Written request 1
According to the text on the album True, which award did the album win for Nakashima at the 2003 Japan Gold Disc Awards?
Written request 2
Transcribe the stretch of the text on the album True from "Studio album by" through "and soft pop.".

Text section
Studio album by Mika Nakashima
- Released: August 28, 2002
- Recorded: 2001–2002
- Genre: J-pop; adult contemporary; easy listening;
- Length: 1:04:24
- Label: Sony Music Associated Records

Mika Nakashima chronology
|  | True (2002) | Resistance (2002) |

= True (Mika Nakashima album) =

True, stylized in all caps, is the first album by Japanese recording artist Mika Nakashima. The album's lyrics were written by a team of songwriters including Nakashima herself, Yasushi Akimoto, Minako Yoshida, Kenn Kato, Takashi Matsumoto, among others. In contrast to the typical Japanese J-pop and Western pop artist at the time, True was one in which Nakashima established a sound that would become her trademark for future albums: a mature, adult contemporary-influenced mixture of smooth jazz and soft pop.

Upon its release, True received favorable reviews from music critics. Many of those highlighted the singles as some of her best work, and complimented the album's production and Nakashima's vocals throughout. Commercially, the album was a success in Japan, reaching the top of the Oricon Albums Chart and eventually sold over one million units nationwide, earning it a million certification from the Recording Industry Association of Japan (RIAJ). It won Nakashima the Album of the Year Award at the 2003 Japan Gold Disc Awards.

To promote the album, Nakashima released five singles. The first and final singles, "Stars" and "Will," both peaked at number three on the Oricon Singles Chart, with "Stars" becoming her highest-selling single based on Oricon Style's database. The singles "Crescent Moon," "One Survive" and "Helpless Rain" were limited to 100,000 copies each. Furthermore, two video collections titled Film Lotus and Film Lotus II were released, which included all of the album's music videos.

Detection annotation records
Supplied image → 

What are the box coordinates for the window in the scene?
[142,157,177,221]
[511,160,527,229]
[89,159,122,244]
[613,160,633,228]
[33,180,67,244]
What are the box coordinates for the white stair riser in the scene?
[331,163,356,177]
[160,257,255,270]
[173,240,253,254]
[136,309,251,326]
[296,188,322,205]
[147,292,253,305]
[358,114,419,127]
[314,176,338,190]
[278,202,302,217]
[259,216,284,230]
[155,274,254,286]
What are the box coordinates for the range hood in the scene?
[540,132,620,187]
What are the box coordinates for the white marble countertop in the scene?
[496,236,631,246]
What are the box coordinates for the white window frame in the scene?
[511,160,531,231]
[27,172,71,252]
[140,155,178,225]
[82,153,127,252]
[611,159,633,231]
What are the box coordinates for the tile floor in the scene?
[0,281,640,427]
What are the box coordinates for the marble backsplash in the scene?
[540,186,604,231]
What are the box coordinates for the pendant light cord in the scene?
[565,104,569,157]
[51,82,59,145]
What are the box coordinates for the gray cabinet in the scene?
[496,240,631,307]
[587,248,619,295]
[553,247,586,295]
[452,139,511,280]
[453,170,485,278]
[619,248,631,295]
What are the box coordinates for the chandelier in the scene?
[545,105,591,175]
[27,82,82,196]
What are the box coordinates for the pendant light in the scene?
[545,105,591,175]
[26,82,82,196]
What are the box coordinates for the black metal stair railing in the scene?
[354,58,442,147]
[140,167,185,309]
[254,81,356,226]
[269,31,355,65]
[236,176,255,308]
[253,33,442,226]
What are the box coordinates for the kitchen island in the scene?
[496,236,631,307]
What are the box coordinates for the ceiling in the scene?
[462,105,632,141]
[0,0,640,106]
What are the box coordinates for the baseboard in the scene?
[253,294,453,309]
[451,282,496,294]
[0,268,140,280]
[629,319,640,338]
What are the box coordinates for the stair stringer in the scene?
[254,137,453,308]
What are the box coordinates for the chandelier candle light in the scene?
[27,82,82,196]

Correct output 1
The Album of the Year Award.

Correct output 2
Studio album by Mika Nakashima
- Released: August 28, 2002
- Recorded: 2001–2002
- Genre: J-pop; adult contemporary; easy listening;
- Length: 1:04:24
- Label: Sony Music Associated Records

Mika Nakashima chronology
|  | True (2002) | Resistance (2002) |

= True (Mika Nakashima album) =

True, stylized in all caps, is the first album by Japanese recording artist Mika Nakashima. The album's lyrics were written by a team of songwriters including Nakashima herself, Yasushi Akimoto, Minako Yoshida, Kenn Kato, Takashi Matsumoto, among others. In contrast to the typical Japanese J-pop and Western pop artist at the time, True was one in which Nakashima established a sound that would become her trademark for future albums: a mature, adult contemporary-influenced mixture of smooth jazz and soft pop.